A run of records:

»»

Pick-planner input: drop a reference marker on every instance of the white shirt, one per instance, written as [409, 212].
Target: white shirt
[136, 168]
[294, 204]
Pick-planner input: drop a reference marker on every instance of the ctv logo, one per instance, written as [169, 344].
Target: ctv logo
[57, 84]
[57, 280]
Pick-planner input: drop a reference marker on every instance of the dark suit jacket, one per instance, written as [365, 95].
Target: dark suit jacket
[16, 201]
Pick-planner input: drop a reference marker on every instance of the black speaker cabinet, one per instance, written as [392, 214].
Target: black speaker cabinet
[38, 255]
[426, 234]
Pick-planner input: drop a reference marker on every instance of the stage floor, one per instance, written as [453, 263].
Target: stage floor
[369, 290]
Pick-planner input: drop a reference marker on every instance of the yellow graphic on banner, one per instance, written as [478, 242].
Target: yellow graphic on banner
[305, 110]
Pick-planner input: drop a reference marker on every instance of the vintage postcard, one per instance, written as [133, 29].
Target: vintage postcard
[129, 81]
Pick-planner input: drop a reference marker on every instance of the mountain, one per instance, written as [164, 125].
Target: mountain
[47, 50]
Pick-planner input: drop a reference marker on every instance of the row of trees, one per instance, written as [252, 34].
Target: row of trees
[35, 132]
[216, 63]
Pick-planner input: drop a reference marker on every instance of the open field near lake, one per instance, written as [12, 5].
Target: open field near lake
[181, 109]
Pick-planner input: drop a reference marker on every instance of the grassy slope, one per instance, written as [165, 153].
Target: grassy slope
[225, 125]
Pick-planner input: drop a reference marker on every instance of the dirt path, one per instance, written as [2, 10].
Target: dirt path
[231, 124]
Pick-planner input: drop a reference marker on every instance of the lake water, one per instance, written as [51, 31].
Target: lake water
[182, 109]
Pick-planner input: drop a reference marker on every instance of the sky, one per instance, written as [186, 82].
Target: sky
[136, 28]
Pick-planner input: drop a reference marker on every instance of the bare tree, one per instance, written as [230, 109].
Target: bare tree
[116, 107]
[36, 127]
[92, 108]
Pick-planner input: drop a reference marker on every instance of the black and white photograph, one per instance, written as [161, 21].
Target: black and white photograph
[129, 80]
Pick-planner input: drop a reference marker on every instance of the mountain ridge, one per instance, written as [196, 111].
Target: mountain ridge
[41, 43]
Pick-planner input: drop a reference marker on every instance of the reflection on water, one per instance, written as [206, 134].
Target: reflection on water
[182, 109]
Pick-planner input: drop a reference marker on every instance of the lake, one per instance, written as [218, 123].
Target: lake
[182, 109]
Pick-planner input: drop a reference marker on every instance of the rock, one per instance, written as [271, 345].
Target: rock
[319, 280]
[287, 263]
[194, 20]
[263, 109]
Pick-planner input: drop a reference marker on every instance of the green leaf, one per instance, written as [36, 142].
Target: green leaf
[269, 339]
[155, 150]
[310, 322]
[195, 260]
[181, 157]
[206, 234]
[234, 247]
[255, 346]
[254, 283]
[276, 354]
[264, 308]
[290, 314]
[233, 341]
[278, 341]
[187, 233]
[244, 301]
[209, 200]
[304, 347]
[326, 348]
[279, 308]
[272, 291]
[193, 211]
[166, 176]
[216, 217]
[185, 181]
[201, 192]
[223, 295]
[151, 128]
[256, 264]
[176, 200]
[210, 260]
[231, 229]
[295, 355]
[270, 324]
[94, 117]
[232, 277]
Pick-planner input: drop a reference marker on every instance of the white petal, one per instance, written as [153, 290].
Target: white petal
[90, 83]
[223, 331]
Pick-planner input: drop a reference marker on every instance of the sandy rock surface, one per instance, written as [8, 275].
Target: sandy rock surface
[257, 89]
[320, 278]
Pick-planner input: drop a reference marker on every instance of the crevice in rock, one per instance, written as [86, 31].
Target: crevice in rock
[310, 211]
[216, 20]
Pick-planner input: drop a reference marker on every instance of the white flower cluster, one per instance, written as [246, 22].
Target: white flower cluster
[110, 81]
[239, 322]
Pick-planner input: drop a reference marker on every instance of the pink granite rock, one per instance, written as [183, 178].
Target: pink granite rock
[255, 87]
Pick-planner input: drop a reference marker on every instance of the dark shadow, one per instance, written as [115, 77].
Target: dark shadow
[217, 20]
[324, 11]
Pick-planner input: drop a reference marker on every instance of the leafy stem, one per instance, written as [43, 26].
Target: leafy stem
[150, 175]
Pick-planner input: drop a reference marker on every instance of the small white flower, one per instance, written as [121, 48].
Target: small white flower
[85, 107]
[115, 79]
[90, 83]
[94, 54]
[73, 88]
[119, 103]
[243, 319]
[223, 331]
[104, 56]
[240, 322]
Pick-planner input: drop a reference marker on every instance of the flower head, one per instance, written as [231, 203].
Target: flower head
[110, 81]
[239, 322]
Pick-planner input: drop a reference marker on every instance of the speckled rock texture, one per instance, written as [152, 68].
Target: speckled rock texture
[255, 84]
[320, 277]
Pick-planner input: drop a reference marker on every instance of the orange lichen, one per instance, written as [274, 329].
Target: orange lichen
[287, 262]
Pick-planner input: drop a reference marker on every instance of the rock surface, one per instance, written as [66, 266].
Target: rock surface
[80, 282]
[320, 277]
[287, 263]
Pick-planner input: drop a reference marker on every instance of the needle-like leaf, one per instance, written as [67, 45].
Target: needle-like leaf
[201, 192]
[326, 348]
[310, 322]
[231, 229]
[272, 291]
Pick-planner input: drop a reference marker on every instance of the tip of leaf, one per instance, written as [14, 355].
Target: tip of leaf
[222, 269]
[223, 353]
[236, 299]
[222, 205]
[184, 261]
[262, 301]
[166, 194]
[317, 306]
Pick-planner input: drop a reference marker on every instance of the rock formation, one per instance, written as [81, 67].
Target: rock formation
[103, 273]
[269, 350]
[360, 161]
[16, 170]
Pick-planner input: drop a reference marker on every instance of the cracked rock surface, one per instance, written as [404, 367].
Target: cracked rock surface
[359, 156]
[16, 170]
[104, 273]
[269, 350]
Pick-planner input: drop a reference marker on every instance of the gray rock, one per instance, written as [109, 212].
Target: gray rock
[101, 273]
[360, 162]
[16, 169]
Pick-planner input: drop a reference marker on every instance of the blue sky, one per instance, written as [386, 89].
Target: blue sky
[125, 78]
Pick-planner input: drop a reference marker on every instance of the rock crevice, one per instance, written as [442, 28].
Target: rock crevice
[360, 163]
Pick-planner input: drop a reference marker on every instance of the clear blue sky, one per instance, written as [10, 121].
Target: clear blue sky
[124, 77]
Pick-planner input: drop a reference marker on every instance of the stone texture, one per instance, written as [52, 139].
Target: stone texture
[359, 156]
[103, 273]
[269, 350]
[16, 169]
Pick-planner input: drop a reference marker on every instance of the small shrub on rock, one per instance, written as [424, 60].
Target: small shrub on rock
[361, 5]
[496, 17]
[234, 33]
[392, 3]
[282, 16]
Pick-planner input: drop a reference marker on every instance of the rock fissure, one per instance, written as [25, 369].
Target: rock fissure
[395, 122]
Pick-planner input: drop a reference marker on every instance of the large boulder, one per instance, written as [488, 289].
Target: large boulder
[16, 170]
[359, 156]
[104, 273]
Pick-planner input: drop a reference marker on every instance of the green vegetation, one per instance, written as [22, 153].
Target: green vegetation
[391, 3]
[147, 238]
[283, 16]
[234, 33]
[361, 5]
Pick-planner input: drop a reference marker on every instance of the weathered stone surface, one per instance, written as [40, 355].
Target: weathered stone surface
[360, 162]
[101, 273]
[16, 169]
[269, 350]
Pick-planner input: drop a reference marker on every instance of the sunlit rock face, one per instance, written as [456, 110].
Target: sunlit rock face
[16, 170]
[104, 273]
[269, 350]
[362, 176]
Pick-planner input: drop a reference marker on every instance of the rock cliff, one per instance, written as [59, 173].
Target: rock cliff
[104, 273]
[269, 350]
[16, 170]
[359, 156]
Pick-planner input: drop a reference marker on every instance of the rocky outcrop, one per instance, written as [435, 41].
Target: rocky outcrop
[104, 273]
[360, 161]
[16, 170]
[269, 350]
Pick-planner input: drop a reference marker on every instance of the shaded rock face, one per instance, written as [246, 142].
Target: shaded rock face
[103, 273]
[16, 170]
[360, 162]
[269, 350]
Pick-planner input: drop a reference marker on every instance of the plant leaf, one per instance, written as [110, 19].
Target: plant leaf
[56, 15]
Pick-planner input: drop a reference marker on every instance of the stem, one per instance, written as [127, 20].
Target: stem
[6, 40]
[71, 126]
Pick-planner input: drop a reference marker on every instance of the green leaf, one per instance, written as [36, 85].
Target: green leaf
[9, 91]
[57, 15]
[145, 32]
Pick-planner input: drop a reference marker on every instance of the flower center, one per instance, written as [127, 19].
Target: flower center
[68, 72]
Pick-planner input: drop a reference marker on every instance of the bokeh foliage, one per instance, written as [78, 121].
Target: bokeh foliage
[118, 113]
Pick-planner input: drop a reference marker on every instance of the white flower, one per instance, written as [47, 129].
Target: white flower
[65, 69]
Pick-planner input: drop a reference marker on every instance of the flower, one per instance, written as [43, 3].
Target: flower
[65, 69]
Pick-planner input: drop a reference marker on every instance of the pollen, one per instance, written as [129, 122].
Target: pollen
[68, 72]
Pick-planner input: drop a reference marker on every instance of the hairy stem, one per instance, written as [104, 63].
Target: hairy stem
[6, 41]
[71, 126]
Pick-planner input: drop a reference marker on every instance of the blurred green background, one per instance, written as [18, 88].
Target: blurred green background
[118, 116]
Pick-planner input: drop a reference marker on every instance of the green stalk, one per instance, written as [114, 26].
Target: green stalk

««

Leave out every line before the one containing "as [246, 142]."; set down that line and all remaining lines of the material exactly.

Pick-planner input: drop a reference marker on every instance of the shaded rock face, one per instance, written as [246, 142].
Target: shaded rock face
[103, 273]
[16, 170]
[360, 162]
[269, 350]
Pick-planner input: drop a reference marker on every instance of the plant leaf, one per instance, written as [110, 19].
Target: plant leaf
[56, 15]
Pick-planner input: drop a reference marker on every instance of the stem, one per instance, written as [127, 20].
Target: stem
[6, 40]
[71, 126]
Pick-planner input: drop a reference marker on every instance of the green leaf, one per instance, written as [36, 85].
Target: green leaf
[9, 91]
[57, 15]
[145, 32]
Pick-planner input: drop a reference marker on every instance of the flower center, one per instance, written as [127, 19].
Target: flower center
[68, 72]
Pick-planner input: drop a reference marker on every instance of the bokeh foliage, one per instance, written as [78, 121].
Target: bokeh foliage
[118, 113]
Pick-planner input: drop a reference marker on every instance of the white flower, one per instance, written as [47, 129].
Target: white flower
[65, 69]
Pick-planner input: drop a reference marker on every instance of the flower, one per instance, written as [43, 3].
Target: flower
[65, 69]
Pick-planner input: drop a reference marker on every instance of the pollen, one per instance, written as [129, 122].
Target: pollen
[68, 72]
Pick-planner input: drop a reference marker on every instance of the hairy stem, one per instance, written as [104, 63].
Target: hairy stem
[6, 41]
[71, 126]
Pick-planner input: drop a reference marker on every instance of the blurred green background, one per instance, written as [18, 88].
Target: blurred green background
[118, 116]
Pick-planner input: drop a reference marker on every instance of the green stalk, one per instance, written as [114, 26].
Target: green stalk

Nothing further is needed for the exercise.